• Requirement: Turn each line of the records below into a string in one JSON list, one string per line, and skip any blank lines.

• Data records:
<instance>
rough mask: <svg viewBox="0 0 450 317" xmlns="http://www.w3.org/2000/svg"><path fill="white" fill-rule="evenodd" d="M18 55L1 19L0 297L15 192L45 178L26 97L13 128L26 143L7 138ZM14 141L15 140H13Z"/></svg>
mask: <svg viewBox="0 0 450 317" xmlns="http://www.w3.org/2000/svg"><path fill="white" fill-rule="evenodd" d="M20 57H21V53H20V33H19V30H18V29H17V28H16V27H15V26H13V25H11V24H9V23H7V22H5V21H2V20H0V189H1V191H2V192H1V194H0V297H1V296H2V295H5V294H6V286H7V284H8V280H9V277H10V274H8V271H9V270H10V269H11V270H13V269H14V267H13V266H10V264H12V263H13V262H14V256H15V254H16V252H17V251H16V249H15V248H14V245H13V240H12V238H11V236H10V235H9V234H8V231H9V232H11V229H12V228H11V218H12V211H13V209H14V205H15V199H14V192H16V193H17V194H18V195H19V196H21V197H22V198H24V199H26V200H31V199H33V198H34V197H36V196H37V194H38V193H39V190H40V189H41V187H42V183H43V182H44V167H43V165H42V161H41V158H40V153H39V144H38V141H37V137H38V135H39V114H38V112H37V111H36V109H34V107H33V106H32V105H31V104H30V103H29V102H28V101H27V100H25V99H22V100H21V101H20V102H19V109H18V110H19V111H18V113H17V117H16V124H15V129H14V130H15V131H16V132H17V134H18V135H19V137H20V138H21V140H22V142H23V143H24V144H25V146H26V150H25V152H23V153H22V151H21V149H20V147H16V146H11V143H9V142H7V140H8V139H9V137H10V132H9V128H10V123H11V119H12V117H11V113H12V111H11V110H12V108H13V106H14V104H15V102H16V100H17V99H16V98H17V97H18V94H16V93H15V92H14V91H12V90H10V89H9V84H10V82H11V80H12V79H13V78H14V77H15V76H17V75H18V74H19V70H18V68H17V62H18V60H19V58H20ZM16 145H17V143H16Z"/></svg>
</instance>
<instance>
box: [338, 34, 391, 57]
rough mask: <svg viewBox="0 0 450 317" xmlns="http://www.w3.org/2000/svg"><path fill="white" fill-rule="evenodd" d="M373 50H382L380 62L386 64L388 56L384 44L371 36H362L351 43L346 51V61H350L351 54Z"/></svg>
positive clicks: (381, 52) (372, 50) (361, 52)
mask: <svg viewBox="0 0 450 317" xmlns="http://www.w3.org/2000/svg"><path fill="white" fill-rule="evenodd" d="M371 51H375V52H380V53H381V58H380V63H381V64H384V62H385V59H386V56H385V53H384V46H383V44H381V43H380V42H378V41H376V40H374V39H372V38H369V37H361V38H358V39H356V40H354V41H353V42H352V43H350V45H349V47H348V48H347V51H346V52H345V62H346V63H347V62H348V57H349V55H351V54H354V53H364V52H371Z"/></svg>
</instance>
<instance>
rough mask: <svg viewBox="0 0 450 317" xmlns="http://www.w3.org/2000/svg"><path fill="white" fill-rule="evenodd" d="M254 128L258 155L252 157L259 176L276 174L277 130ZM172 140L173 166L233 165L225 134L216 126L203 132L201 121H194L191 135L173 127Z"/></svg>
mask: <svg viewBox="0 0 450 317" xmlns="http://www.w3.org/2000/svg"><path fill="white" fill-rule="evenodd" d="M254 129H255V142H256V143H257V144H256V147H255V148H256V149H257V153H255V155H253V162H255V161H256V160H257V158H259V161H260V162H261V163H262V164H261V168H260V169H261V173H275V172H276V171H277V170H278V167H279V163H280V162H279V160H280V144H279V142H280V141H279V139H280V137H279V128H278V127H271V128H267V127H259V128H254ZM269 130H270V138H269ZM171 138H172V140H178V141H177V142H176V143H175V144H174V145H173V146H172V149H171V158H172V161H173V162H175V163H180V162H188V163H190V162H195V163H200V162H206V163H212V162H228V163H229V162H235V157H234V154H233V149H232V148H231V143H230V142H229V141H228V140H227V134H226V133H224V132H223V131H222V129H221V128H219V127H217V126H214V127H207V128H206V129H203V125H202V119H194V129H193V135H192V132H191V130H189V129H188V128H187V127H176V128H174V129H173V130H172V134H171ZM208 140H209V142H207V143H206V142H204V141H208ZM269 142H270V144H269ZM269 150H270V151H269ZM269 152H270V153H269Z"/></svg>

• Response:
[
  "<instance>",
  "rough mask: <svg viewBox=\"0 0 450 317\" xmlns=\"http://www.w3.org/2000/svg\"><path fill=\"white\" fill-rule=\"evenodd\" d=\"M18 55L1 19L0 297L15 192L45 178L26 97L13 128L26 143L7 138ZM14 141L15 140H13Z\"/></svg>",
  "mask: <svg viewBox=\"0 0 450 317\" xmlns=\"http://www.w3.org/2000/svg\"><path fill=\"white\" fill-rule=\"evenodd\" d=\"M20 57H21V53H20V33H19V30H18V29H17V28H16V27H15V26H13V25H11V24H9V23H7V22H5V21H2V20H0V189H1V191H2V192H1V194H0V297H1V296H2V295H5V294H6V286H7V284H8V280H9V277H10V274H8V271H9V270H10V269H11V270H13V269H14V267H13V266H10V264H12V263H13V262H14V256H15V254H16V252H17V251H16V249H15V248H14V245H13V240H12V238H11V236H10V235H9V234H8V231H9V232H11V229H12V228H11V218H12V211H13V209H14V205H15V199H14V192H16V193H17V194H18V195H19V196H21V197H22V198H24V199H26V200H31V199H33V198H34V197H36V196H37V194H38V193H39V190H40V189H41V187H42V183H43V182H44V167H43V165H42V161H41V158H40V153H39V144H38V141H37V137H38V135H39V114H38V112H37V111H36V109H34V107H33V106H32V105H31V104H30V103H29V102H28V101H27V100H25V99H22V100H21V101H20V102H19V109H18V110H19V111H18V113H17V117H16V124H15V129H14V130H15V131H16V132H17V134H18V135H19V137H20V138H21V140H22V142H23V143H24V144H25V146H26V150H25V152H23V153H22V151H21V149H20V147H16V146H11V143H9V142H7V140H8V139H9V137H10V132H9V128H10V123H11V119H12V117H11V113H12V111H11V110H12V108H13V106H14V104H15V102H16V100H17V99H16V98H17V97H18V94H16V93H15V92H14V91H12V90H10V89H9V84H10V82H11V80H12V79H13V78H14V77H15V76H17V75H18V74H19V70H18V68H17V62H18V60H19V58H20ZM16 145H17V143H16Z\"/></svg>",
  "</instance>",
  "<instance>",
  "box: [338, 34, 391, 57]",
  "rough mask: <svg viewBox=\"0 0 450 317\" xmlns=\"http://www.w3.org/2000/svg\"><path fill=\"white\" fill-rule=\"evenodd\" d=\"M373 50H382L380 62L386 64L388 56L384 44L371 36H362L351 43L346 51V61H350L351 54Z\"/></svg>",
  "positive clicks: (381, 52) (372, 50) (361, 52)",
  "mask: <svg viewBox=\"0 0 450 317\" xmlns=\"http://www.w3.org/2000/svg\"><path fill=\"white\" fill-rule=\"evenodd\" d=\"M371 51H375V52H380V53H381V58H380V63H381V64H384V62H385V59H386V56H385V53H384V46H383V44H381V43H380V42H378V41H376V40H374V39H372V38H369V37H361V38H358V39H356V40H354V41H353V42H352V43H350V45H349V47H348V48H347V51H346V52H345V62H346V63H347V62H348V57H349V55H351V54H354V53H364V52H371Z\"/></svg>",
  "</instance>",
  "<instance>",
  "rough mask: <svg viewBox=\"0 0 450 317\" xmlns=\"http://www.w3.org/2000/svg\"><path fill=\"white\" fill-rule=\"evenodd\" d=\"M254 128L258 155L252 157L259 176L276 174L277 130ZM172 140L173 166L233 165L225 134L216 126L203 132L201 121H194L191 135L173 127Z\"/></svg>",
  "mask: <svg viewBox=\"0 0 450 317\" xmlns=\"http://www.w3.org/2000/svg\"><path fill=\"white\" fill-rule=\"evenodd\" d=\"M254 129H255V142H256V143H257V144H256V147H255V148H256V149H257V153H255V155H253V162H255V161H256V160H257V158H259V161H260V162H261V163H262V164H261V168H260V169H261V173H275V172H276V171H277V170H278V167H279V163H280V162H279V160H280V144H279V142H280V141H279V139H280V137H279V128H278V127H271V128H267V127H259V128H254ZM269 130H270V138H269ZM171 138H172V140H178V141H177V142H176V143H175V144H174V145H173V146H172V149H171V158H172V161H173V162H175V163H180V162H188V163H190V162H195V163H200V162H206V163H212V162H228V163H229V162H235V157H234V154H233V149H232V148H231V143H230V142H229V141H228V140H227V134H226V133H224V132H223V131H222V129H221V128H219V127H217V126H214V127H207V128H206V129H203V125H202V119H194V129H193V135H192V132H191V130H189V129H188V128H187V127H176V128H174V129H173V130H172V134H171ZM208 140H209V142H207V143H206V142H204V141H208ZM269 142H270V144H269ZM269 150H270V151H269ZM269 152H270V153H269Z\"/></svg>"
]